Excerpts from location-labeling data
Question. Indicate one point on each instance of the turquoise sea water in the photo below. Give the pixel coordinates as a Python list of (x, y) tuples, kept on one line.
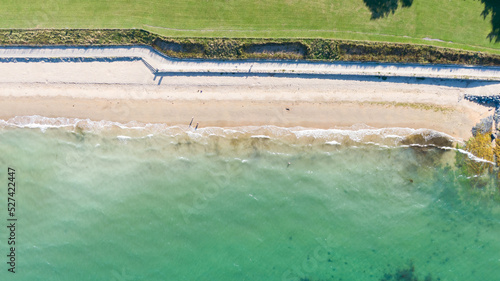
[(176, 204)]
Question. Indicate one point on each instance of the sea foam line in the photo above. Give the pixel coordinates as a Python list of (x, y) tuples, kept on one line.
[(359, 135)]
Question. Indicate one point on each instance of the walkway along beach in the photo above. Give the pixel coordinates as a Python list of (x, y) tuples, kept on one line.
[(137, 83)]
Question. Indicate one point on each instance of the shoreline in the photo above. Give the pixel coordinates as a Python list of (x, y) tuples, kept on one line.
[(124, 91)]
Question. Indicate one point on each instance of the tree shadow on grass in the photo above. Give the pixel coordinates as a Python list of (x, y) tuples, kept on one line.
[(492, 7), (382, 8)]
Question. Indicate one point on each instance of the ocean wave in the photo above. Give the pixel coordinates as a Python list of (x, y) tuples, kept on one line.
[(357, 135)]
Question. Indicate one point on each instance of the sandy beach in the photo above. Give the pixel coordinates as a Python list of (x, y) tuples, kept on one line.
[(126, 91)]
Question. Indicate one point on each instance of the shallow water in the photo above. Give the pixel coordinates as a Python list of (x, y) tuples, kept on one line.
[(171, 203)]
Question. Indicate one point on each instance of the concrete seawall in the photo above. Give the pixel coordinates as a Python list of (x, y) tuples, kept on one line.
[(159, 63)]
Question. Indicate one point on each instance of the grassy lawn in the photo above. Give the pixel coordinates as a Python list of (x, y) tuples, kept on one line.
[(457, 22)]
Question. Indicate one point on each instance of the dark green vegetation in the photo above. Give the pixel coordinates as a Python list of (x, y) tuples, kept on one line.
[(464, 24), (252, 48)]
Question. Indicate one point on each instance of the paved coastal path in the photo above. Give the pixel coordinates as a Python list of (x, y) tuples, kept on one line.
[(159, 63)]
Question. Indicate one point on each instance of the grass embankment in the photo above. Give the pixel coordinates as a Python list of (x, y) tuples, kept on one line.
[(252, 48), (456, 23)]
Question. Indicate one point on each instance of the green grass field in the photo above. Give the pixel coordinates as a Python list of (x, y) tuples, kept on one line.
[(457, 21)]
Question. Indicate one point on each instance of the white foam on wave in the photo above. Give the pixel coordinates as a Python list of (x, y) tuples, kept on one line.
[(356, 135)]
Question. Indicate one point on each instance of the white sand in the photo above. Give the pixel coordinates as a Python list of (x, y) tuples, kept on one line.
[(128, 90)]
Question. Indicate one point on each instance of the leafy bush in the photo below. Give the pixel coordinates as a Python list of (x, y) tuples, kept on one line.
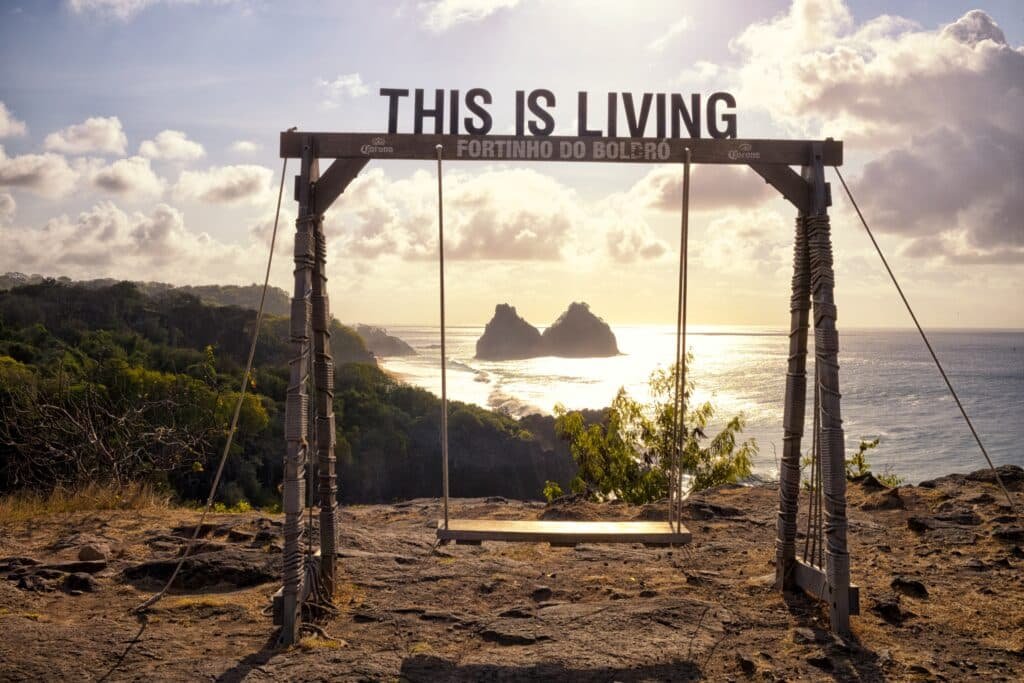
[(628, 455)]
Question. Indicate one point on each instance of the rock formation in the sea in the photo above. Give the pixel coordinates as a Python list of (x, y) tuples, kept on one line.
[(381, 343), (577, 334), (580, 334), (508, 337)]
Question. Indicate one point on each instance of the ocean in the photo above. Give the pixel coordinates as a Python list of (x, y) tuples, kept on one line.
[(891, 388)]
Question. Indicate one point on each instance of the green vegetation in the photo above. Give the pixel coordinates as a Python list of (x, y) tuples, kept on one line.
[(627, 455), (108, 386), (857, 465)]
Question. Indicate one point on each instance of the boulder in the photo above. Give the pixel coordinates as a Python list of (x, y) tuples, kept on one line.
[(80, 582), (508, 337), (580, 334), (233, 566), (381, 343), (94, 551)]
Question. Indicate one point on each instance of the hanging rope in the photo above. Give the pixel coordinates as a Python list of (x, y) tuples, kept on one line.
[(238, 409), (679, 417), (440, 251), (814, 539), (924, 337)]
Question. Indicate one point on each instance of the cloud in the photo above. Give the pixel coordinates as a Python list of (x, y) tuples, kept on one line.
[(122, 9), (7, 208), (245, 146), (171, 145), (497, 215), (107, 241), (97, 134), (941, 108), (46, 174), (126, 9), (344, 86), (712, 187), (757, 241), (129, 176), (225, 184), (9, 126), (443, 14), (674, 31)]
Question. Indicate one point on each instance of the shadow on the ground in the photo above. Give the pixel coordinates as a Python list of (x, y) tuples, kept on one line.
[(845, 659), (426, 668), (240, 671), (142, 623)]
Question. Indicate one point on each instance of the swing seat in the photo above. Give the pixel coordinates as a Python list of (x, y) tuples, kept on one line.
[(561, 532)]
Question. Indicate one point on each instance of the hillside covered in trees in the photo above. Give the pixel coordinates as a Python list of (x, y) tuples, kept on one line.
[(105, 382)]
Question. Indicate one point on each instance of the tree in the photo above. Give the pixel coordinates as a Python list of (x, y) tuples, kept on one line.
[(628, 455)]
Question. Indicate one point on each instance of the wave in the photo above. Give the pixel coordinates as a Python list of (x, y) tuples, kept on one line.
[(508, 404)]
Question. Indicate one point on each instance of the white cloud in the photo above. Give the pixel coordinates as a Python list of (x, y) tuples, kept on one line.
[(122, 9), (7, 208), (344, 86), (9, 126), (758, 241), (171, 145), (105, 241), (245, 146), (126, 9), (497, 214), (712, 187), (132, 176), (942, 108), (46, 174), (225, 184), (674, 31), (443, 14), (96, 134)]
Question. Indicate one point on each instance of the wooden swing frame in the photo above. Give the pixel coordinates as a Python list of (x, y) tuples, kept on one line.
[(772, 160)]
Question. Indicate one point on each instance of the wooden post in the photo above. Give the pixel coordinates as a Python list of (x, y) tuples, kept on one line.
[(793, 420), (324, 380), (829, 421), (297, 400)]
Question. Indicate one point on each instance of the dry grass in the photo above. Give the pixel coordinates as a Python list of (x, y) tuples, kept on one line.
[(310, 643), (27, 505)]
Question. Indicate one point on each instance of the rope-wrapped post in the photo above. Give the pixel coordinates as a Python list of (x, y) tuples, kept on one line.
[(324, 383), (830, 423), (297, 402), (794, 407)]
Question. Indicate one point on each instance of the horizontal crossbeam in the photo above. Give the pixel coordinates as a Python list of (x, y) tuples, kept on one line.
[(814, 582), (561, 532), (559, 147)]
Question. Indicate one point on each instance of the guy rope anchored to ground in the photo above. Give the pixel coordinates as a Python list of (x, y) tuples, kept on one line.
[(235, 418), (924, 337)]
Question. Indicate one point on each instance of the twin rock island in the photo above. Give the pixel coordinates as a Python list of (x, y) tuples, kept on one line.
[(577, 334)]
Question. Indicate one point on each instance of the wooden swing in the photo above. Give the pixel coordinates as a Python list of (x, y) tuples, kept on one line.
[(562, 532)]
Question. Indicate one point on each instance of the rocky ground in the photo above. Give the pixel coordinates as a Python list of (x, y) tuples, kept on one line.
[(938, 565)]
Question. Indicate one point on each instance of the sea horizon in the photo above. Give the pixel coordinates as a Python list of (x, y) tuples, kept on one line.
[(891, 388)]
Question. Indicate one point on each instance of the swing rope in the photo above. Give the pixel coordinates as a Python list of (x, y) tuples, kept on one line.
[(981, 446), (440, 251), (235, 416), (679, 417)]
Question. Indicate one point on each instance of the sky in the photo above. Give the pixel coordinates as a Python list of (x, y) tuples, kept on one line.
[(138, 140)]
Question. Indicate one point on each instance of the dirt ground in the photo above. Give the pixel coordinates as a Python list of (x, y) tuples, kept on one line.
[(939, 570)]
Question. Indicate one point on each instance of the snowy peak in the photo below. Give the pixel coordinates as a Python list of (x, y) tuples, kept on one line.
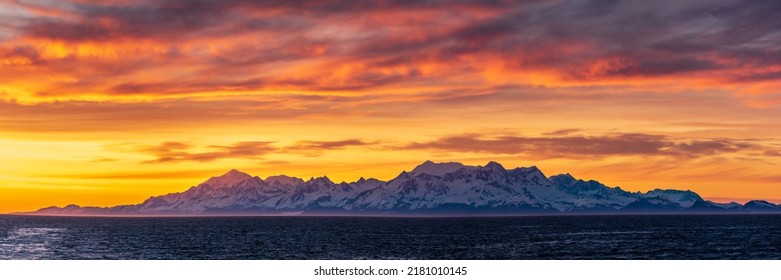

#### What to produce
Put the lines above into a numbered list, omitting any blank lines. Leave the pictures out of your answer.

#### Result of this task
1. Question. Indicate one point on each instance of the turquoise sea water in the photo below. Give the pixel coordinates as a Python list of (x, y) tuples, kept on one line.
2. [(176, 204)]
3. Question. Indicate one point on each instance of the sea foam line in the photo above. Give the pixel coordinates as a Python list of (x, y) tuples, kept on one line.
4. [(359, 135)]
5. Question. Indicate one point on each instance of the walkway along beach in the photo above. Give the pixel coordinates as a Python list of (x, y) tuples, kept on one line.
6. [(137, 83)]
7. Question. Indicate one point on each instance of the shoreline in the photo above. Give the pixel coordinates as a Python list of (x, y) tuples, kept on one line.
8. [(124, 91)]
9. Question. Indicate one point on each instance of the tree shadow on grass in the photo above. Give the pixel coordinates as a Python list of (x, y) tuples, kept on one line.
10. [(492, 7), (382, 8)]
11. Question. Indicate one point on each instance of the ocean wave in the photo above. Give the pixel coordinates as a Python list of (x, y) tuples, kept on one line.
12. [(357, 135)]
13. Question. Indicate one point on each instance of the sandy beach in the photo above. Give the pixel coordinates as a Python list of (x, y) tuples, kept on one line.
14. [(126, 91)]
15. Question. Indicate one point on each instance of the shallow water in the photo above. Give the pixel coordinates as a Python list of (x, y) tuples, kept on one line.
16. [(171, 203)]
17. Question. Indicate one point on each instance of the concrete seawall in the photo above. Give the pixel coordinates as a Python list of (x, y) tuples, kept on one line.
18. [(159, 63)]
19. Question. Indicate one point on each instance of the grassy lawn in the photo above. Give the pixel coordinates as a Python list of (x, y) tuples, kept on one line.
20. [(457, 22)]
21. Question. Indicate one point on each instance of the dark green vegetation in the photo above. Give the pixel coordinates as a Python list of (x, y) tuples, kept on one line.
22. [(464, 24), (252, 48)]
23. Question. Indicate one point on each instance of the paved coastal path in the photo above. Give the pixel coordinates as a Python list of (x, y) tuples, kept on one line.
24. [(159, 63)]
25. Question. Indicate one point on each instance of the grass embankment in the photo above. Give the pixel coordinates as a Python list of (x, y) tuples, kept on one line.
26. [(252, 48), (456, 23)]
27. Question. Indicate one point on each instance of the green grass field in the photo above. Give the pixel coordinates as a Python list of (x, y) tuples, kept on one line.
28. [(457, 21)]
29. Question. Indicate one point on each instance of the white foam on wave in the photo above. Give the pixel coordinates as a Python list of (x, y) tuples, kept on one line.
30. [(356, 135)]
31. Question. Indicate one point on each instance of the white sand in the photo above. Give the pixel coordinates as a Python list of (x, y) tuples, kept on one line.
32. [(128, 90)]
33. Question. Indicate one point on each instance of the leafy bush in the photo below. Give the pixel coordinates as a Python list of (x, y) tuples, kept on one line.
34. [(628, 455)]
35. Question. Indicate one point on each instance of the rock formation in the sea in the photo above. Give the pixel coordinates as a Python list of (x, y) tuples, kept on one line.
36. [(381, 343), (577, 334), (580, 334), (508, 337)]
37. Question. Indicate one point on each instance of the ocean in the photo above. Give the pixel coordinates as a Python list of (x, y) tuples, kept on one line.
38. [(891, 388)]
39. Question. Indicate one point on each instance of the green vegetation in the photo above. Give the pixel coordinates as a Python list of (x, y) tuples, kept on one line.
40. [(627, 455), (108, 386), (857, 465)]
41. Question. Indicate one point on each instance of the boulder in the photo above. Give the pixel coordinates as a Python list of (x, y) tuples, kept on one line.
42. [(80, 582), (508, 337), (580, 334), (233, 566), (381, 343), (94, 551)]
43. Question. Indicate one point on each instance of the hanging rope in the photo above. Give the pixel coordinates as a Python list of (x, y) tuples, kept on one line.
44. [(238, 409), (679, 417), (440, 251), (814, 539), (924, 337)]
45. Question. Indicate one point on each instance of the cloud in the photo above. Give the pixel coordinates as a Python list of (x, y) tuples, kept on one line.
46. [(122, 9), (7, 208), (245, 146), (171, 145), (497, 215), (107, 241), (97, 134), (941, 108), (46, 174), (126, 9), (344, 86), (712, 187), (757, 241), (129, 176), (225, 184), (9, 126), (443, 14), (674, 31)]
47. Question. Indicate one point on each instance of the shadow on the ground in the photo above. Give the pixel coordinates as a Python list of (x, y) tuples, kept on one line.
48. [(845, 659), (426, 668), (240, 671), (142, 623)]
49. Question. Indicate one point on each instance of the swing seat in the photo above. Give the pixel coordinates as a Python list of (x, y) tuples, kept on one line.
50. [(561, 532)]
51. Question. Indicate one point on each instance of the hillside covered in trees in the photo above. Give the pixel coordinates as a Python list of (x, y) tuples, kept on one line.
52. [(105, 382)]
53. Question. Indicate one point on each instance of the tree in the photo above. Give the pixel coordinates as a Python list of (x, y) tuples, kept on one line.
54. [(628, 455)]
55. Question. Indicate one point on each instance of the wave in the photo above. Give the pixel coordinates as a Python list of (x, y) tuples, kept on one line.
56. [(508, 404)]
57. Question. Indicate one point on each instance of the white cloud in the photo above. Give the pixel coordinates as a Python list of (x, y) tuples, kept on one line.
58. [(122, 9), (7, 208), (344, 86), (9, 126), (758, 241), (171, 145), (105, 241), (245, 146), (126, 9), (497, 214), (712, 187), (132, 176), (942, 108), (46, 174), (225, 184), (674, 31), (443, 14), (96, 134)]
59. Question. Indicate one point on each instance of the wooden swing frame in the photo above. Give the pixel coordinates as a Python list of (x, y) tuples, kept on one line.
60. [(772, 160)]
61. Question. Indicate one point on each instance of the wooden post in the photo above. Give the pixel coordinates as a Python list of (x, y) tuples, kept on one line.
62. [(793, 420), (324, 380), (829, 421), (297, 400)]
63. Question. Indicate one point on each instance of the dry grass in the photo above. Give the pixel coordinates as a Python list of (x, y) tuples, kept on one line.
64. [(310, 643), (27, 505)]
65. Question. Indicate one point on each instance of the rope-wrapped post in the photo above. Give the pixel coordinates as a Python list of (x, y) tuples, kept on one line.
66. [(324, 383), (830, 423), (297, 402), (794, 407)]
67. Question. Indicate one point on each instance of the horizontal crossbeam in the photo above. Give the pixel coordinates as a Python list of (x, y) tuples, kept on one line.
68. [(814, 582), (561, 532), (559, 147)]
69. Question. Indicate one point on each instance of the guy rope anchored to ground in the photo above. Give the pixel coordinates as a Python list of (x, y) tuples, kept on one line.
70. [(235, 418), (924, 337)]
71. Question. Indicate one point on each instance of the twin rock island in the photo above. Give the pixel coordinates as a Python list of (x, y) tuples, kept on one line.
72. [(577, 334)]
73. Question. Indicate one point on each instance of the wooden swing in the photo above. Give the pixel coordinates as a Python list of (x, y) tuples, kept on one line.
74. [(562, 532)]
75. Question. Indicate one point on each instance of the rocky ground in the photo above. Give the pixel coordinates as a Python list of (x, y) tuples, kept on one line.
76. [(938, 565)]
77. Question. Indicate one point on each instance of the sea horizon in the photo above. Give the pixel coordinates as a Python list of (x, y) tuples, kept on one line.
78. [(891, 388)]
79. Question. Indicate one point on each instance of the swing rope in the photo above. Give the pixel coordinates as a Python list of (x, y) tuples, kept on one line.
80. [(981, 446), (440, 251), (235, 416), (679, 417)]
81. Question. Indicate one point on each instance of the sky in the photo above. Give the pixel coordinates as a Python list of (x, y) tuples, kept on one line.
82. [(138, 140)]
83. Question. Indicate one point on each instance of the dirt ground in the photo above. Give the pixel coordinates as a Python list of (x, y) tuples, kept on one line.
84. [(939, 570)]
85. Question. Indicate one point on each instance of the snowy peak in the photo below. Give the pixel coordinates as a Python list of (x, y) tuples, kept on one line.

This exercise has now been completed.